* BEGIN THE DATA *
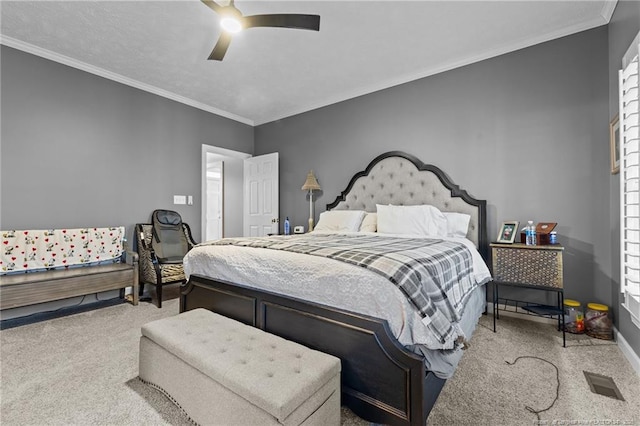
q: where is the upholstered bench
[139,309,341,425]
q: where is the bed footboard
[180,275,445,426]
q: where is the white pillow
[313,210,365,232]
[442,212,471,238]
[376,204,447,237]
[360,213,378,232]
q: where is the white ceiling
[0,0,617,125]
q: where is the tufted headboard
[327,151,489,259]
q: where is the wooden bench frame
[0,252,138,310]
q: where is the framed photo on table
[609,114,620,175]
[498,221,518,244]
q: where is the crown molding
[0,35,254,126]
[255,16,617,126]
[600,0,618,24]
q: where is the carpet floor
[0,292,640,426]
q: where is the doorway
[200,144,251,242]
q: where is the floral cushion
[0,226,125,275]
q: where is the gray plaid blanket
* END THE DATA *
CHALLENGE: Please gather every line from the rows above that contains the string "where" and copy each one out. Case counts.

EXERCISE OUTPUT:
q: where is the upholstered bench
q: where is the bed footboard
q: where is the white pillow
q: where is the white ceiling
q: where is the tufted headboard
q: where is the wooden bench frame
q: where is the framed photo on table
q: where is the crown molding
q: where is the carpet floor
q: where is the doorway
q: where is the floral cushion
q: where is the gray plaid blanket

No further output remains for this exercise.